EXERCISE INPUTS:
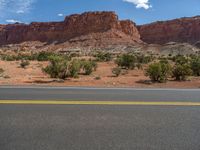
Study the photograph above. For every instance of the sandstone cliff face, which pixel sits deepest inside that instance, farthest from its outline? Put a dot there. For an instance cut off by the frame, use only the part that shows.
(104, 24)
(178, 30)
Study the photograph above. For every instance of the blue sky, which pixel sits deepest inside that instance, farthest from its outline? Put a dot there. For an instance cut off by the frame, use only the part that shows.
(140, 11)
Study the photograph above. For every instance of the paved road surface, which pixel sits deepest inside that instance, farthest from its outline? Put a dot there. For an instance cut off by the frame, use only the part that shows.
(118, 94)
(99, 127)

WHAT YOU SHOULD DO: Nothing should appear in the answer except the lines from the one with "Study the photograph above. For every instance of the blue" through the final line of the records, written exactly.

ANSWER SPACE:
Study the photograph above. For every instance of the blue sky, which pixel sits deepest inside that instance, farthest from its outline? Put a dot there. For an instance cut off by the frame, use only the part that shows.
(140, 11)
Study the photograph above. For every instance of the paved road surface, which pixel sits deepest inside that instance, farthest from its outline? Put a dot there. For an instance cut off by the frame, use only the part that shows.
(118, 94)
(99, 127)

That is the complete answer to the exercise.